- **BRIEF**
Locate every line in the listing below that contains the string "tire" and copy each of those lines.
(begin)
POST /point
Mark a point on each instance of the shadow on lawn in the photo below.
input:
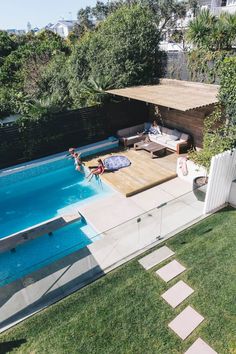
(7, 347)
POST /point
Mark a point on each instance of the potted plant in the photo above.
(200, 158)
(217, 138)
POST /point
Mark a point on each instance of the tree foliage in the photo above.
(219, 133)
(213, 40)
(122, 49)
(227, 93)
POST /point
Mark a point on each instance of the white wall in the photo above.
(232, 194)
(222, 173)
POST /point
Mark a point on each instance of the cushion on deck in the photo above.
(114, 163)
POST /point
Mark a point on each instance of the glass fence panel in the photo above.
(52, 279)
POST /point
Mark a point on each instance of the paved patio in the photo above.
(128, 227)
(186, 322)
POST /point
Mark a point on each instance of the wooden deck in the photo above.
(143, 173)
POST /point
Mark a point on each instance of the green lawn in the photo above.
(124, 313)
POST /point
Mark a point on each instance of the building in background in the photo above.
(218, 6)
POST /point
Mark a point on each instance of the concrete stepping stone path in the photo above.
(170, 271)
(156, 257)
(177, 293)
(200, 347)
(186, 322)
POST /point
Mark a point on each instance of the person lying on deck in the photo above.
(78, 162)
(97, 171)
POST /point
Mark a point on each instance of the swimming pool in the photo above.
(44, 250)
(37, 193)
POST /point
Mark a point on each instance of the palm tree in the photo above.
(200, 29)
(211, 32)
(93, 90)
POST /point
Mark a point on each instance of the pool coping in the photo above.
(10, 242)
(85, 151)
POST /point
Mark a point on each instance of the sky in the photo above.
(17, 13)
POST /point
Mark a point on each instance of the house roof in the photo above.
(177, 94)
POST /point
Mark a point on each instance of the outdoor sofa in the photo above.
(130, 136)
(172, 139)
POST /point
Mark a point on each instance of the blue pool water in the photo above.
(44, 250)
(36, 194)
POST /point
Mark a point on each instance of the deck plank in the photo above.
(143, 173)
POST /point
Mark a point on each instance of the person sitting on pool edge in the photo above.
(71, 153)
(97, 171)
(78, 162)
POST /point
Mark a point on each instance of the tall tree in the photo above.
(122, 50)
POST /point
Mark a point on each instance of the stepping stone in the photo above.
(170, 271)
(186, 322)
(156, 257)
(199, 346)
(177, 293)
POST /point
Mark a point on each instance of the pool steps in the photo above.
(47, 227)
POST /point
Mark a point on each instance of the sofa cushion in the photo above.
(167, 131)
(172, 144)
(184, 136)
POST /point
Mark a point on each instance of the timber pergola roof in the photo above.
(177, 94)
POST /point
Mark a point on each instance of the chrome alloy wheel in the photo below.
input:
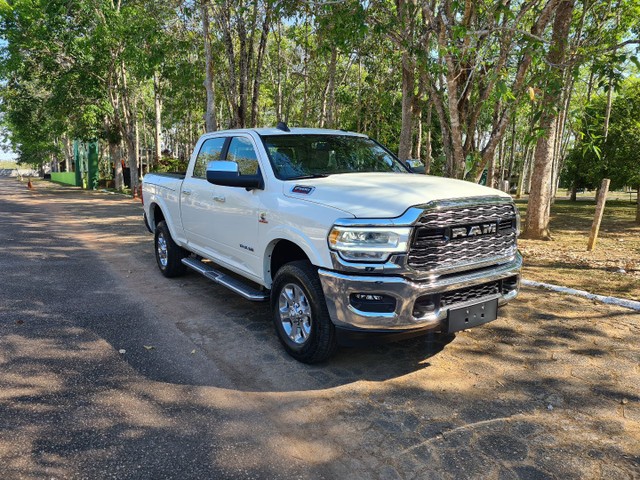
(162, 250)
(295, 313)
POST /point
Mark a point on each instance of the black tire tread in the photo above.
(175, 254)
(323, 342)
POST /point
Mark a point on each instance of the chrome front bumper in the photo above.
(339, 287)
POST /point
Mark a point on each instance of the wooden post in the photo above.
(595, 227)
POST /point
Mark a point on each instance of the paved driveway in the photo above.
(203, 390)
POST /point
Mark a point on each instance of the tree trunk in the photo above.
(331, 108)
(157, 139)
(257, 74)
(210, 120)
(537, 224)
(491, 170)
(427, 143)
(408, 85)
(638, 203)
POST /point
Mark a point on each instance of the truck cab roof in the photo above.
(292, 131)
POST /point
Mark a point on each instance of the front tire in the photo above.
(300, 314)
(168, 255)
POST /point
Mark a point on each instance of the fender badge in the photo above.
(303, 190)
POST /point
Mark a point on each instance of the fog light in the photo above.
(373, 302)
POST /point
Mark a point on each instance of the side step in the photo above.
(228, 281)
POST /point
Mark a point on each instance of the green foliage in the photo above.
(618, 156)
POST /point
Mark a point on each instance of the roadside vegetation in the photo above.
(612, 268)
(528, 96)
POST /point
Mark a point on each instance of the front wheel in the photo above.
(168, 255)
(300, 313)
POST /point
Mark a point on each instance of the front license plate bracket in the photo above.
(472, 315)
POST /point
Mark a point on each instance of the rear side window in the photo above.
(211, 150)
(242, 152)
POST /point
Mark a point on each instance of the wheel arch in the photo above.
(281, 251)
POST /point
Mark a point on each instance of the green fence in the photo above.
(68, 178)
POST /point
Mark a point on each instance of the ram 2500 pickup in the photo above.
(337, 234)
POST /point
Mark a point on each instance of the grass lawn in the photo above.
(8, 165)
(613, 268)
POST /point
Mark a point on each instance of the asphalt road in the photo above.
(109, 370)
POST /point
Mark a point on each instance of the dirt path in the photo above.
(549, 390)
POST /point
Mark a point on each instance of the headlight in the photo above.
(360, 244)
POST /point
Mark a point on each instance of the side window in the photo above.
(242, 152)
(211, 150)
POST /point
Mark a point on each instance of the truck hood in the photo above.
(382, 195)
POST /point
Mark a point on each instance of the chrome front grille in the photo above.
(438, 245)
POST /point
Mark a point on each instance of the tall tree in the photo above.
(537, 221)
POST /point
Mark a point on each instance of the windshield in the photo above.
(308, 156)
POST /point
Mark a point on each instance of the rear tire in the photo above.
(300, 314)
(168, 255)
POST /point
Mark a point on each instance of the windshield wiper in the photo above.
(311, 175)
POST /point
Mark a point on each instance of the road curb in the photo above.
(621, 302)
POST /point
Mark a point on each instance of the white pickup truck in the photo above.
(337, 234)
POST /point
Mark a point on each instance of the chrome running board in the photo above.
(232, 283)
(end)
(begin)
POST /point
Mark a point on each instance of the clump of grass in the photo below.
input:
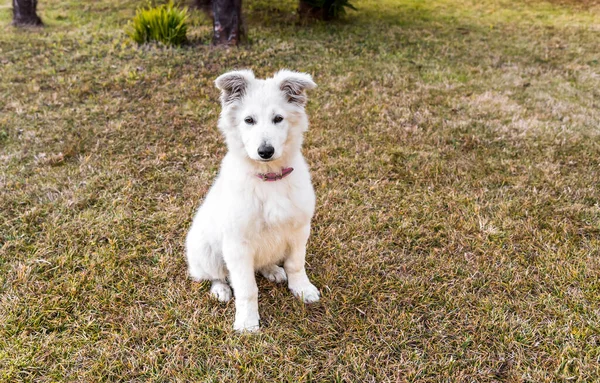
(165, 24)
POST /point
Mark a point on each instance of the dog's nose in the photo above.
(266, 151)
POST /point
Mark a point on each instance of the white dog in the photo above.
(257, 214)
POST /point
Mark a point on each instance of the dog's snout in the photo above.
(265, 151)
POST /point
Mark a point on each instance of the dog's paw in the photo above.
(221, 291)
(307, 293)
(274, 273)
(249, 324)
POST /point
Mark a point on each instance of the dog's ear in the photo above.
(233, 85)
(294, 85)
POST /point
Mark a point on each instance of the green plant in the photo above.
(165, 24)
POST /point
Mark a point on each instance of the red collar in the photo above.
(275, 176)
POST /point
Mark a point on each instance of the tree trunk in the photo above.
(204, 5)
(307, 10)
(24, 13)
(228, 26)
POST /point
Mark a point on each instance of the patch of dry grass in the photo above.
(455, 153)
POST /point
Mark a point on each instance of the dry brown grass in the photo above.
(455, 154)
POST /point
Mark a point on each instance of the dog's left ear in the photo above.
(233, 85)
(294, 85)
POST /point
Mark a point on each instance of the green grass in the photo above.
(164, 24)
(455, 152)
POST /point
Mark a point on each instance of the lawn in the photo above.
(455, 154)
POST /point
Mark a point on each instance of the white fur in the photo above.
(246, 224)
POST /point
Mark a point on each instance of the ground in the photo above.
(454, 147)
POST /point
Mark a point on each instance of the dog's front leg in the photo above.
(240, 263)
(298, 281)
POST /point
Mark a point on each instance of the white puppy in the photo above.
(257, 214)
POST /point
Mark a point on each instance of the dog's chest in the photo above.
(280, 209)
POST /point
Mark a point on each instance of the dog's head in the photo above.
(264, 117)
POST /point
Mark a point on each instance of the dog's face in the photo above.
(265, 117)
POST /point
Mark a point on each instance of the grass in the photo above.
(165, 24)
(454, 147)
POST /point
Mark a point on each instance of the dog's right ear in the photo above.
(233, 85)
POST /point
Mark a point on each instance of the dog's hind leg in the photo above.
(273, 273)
(end)
- **ANSWER IN FULL**
Mark a point on each instance of the black tire tread in the photo above.
Mark a point on each instance of the front tire in the photo above.
Mark a point on each instance of the rear tire in the photo above.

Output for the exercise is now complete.